Problem to solve>
The string "windscreen" may appear in lines of the entries below. Report how many lines hold it, with only the number.

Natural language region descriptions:
--- START ---

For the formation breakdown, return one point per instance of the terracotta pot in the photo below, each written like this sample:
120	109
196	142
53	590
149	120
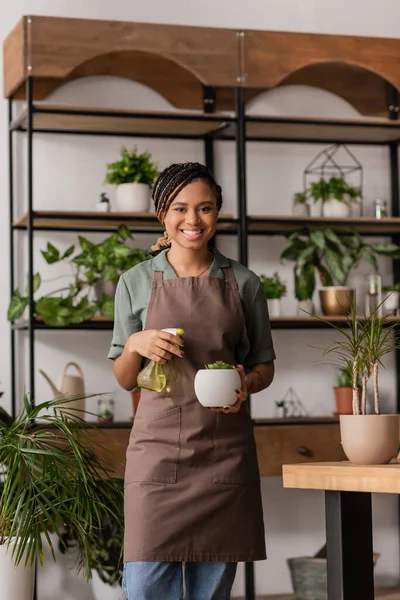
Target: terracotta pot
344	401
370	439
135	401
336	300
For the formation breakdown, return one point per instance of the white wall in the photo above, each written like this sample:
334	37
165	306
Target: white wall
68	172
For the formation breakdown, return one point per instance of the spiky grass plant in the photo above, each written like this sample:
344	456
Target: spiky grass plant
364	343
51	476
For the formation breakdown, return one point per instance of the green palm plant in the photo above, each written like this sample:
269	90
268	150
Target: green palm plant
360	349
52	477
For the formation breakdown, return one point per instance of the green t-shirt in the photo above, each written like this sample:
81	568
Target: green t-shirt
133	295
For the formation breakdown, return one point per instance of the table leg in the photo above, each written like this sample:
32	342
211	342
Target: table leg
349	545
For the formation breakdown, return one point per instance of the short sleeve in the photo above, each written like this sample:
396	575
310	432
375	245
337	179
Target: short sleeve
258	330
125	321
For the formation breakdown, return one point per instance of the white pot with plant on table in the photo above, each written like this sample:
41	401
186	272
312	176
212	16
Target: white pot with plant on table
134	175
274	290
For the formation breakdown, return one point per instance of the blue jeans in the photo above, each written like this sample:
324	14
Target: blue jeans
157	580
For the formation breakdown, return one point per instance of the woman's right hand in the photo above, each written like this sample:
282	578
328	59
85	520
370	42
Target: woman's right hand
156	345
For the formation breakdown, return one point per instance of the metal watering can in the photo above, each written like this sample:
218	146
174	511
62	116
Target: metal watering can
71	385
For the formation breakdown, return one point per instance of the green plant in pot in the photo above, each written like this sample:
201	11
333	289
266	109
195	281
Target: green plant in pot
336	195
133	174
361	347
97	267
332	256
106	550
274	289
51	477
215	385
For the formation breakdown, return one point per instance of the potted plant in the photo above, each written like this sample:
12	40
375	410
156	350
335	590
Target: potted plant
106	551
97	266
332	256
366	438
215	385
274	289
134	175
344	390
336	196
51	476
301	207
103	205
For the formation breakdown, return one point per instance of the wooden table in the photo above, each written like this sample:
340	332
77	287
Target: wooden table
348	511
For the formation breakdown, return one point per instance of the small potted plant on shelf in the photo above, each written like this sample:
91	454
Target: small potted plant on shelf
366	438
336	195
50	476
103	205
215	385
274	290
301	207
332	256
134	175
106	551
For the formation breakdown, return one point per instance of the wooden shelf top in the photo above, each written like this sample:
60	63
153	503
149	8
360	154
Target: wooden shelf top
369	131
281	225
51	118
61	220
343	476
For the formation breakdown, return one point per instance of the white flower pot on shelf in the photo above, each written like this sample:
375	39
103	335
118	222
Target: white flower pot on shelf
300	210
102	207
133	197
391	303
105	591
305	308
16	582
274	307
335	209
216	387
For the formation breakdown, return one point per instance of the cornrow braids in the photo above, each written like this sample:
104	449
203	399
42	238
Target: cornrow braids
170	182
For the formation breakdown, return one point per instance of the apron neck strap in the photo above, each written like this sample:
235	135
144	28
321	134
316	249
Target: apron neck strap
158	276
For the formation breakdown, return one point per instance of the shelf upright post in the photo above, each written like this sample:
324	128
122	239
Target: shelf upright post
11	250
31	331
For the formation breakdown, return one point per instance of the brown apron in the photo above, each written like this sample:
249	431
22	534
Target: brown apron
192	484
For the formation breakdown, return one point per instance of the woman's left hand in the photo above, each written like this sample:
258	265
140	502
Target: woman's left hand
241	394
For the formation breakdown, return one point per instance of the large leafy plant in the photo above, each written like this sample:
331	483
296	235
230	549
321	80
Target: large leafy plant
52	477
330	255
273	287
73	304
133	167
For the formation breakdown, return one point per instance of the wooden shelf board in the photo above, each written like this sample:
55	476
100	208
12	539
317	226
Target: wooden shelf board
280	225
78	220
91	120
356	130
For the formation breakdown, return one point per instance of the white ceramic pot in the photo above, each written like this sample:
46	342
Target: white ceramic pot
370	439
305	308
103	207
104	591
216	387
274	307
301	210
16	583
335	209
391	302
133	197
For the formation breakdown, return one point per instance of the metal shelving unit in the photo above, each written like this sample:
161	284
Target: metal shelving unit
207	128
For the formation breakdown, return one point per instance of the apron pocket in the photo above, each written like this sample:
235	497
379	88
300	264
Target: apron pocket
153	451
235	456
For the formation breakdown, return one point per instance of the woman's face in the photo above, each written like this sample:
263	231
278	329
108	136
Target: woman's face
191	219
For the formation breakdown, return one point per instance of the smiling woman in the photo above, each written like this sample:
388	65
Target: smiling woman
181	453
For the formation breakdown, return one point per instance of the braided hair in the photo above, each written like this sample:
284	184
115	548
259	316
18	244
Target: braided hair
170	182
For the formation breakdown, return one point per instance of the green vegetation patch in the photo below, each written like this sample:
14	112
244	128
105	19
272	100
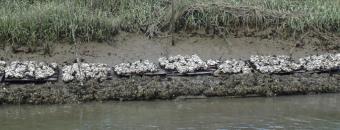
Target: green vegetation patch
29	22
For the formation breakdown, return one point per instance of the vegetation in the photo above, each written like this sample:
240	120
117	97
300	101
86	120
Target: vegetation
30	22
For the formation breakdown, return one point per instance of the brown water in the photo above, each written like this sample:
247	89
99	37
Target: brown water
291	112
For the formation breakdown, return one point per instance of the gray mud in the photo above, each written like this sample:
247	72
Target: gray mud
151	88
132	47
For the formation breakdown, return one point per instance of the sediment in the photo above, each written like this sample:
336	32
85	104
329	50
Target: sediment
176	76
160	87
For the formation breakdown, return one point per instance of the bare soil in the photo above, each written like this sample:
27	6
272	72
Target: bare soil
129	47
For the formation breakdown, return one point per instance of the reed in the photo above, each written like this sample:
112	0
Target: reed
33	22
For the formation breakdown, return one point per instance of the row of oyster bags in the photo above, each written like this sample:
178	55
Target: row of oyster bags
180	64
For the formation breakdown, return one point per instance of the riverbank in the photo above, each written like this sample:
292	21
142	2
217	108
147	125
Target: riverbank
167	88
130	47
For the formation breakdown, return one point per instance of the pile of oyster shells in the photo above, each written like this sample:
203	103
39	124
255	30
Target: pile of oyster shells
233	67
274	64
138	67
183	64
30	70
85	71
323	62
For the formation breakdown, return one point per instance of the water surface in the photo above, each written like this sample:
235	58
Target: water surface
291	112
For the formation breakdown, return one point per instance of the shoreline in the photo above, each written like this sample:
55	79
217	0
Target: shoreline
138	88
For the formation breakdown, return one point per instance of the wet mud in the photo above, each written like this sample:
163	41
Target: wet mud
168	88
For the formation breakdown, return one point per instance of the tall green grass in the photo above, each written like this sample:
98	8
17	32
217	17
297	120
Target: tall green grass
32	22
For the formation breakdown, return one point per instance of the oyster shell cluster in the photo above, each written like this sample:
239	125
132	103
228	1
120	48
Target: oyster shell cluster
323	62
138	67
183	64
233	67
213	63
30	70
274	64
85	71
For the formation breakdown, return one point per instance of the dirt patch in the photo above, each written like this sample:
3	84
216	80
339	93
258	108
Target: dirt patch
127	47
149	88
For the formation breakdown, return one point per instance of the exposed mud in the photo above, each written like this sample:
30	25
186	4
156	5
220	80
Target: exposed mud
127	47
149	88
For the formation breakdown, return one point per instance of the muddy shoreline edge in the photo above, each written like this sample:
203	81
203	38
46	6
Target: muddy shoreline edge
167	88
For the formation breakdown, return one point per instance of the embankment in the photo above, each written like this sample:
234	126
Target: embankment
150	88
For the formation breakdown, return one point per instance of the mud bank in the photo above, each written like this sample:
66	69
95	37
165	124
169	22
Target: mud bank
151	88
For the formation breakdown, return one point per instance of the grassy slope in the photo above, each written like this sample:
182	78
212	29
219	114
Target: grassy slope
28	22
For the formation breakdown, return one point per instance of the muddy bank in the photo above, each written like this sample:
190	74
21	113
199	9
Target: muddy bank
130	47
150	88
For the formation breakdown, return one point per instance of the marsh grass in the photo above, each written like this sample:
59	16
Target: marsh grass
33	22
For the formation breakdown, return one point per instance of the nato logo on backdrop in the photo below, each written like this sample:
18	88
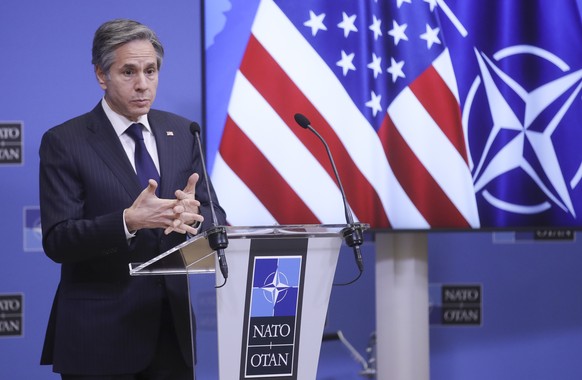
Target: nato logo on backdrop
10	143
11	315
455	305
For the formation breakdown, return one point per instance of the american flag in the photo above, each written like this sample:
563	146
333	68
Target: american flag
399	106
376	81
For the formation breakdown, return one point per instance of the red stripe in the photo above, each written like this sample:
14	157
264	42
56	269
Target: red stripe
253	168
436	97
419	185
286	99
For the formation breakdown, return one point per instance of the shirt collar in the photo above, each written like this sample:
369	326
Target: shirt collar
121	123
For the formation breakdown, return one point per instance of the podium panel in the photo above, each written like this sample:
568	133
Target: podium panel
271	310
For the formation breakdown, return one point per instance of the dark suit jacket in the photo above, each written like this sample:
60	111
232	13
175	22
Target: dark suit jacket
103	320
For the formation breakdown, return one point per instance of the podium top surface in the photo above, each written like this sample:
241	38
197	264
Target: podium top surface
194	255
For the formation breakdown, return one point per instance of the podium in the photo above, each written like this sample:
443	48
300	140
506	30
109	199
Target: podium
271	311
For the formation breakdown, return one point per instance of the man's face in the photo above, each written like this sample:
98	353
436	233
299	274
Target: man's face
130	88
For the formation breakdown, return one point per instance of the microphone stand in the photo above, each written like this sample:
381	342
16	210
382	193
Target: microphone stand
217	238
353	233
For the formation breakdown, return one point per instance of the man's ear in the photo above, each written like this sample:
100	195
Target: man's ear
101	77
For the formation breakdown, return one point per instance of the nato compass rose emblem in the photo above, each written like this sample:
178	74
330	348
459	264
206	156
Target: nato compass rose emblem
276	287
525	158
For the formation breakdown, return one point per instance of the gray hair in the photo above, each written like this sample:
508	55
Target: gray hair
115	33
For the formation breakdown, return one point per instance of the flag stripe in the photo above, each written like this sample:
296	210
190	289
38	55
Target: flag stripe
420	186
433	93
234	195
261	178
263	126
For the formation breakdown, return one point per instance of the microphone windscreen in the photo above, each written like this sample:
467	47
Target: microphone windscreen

--- END ---

Reply>
2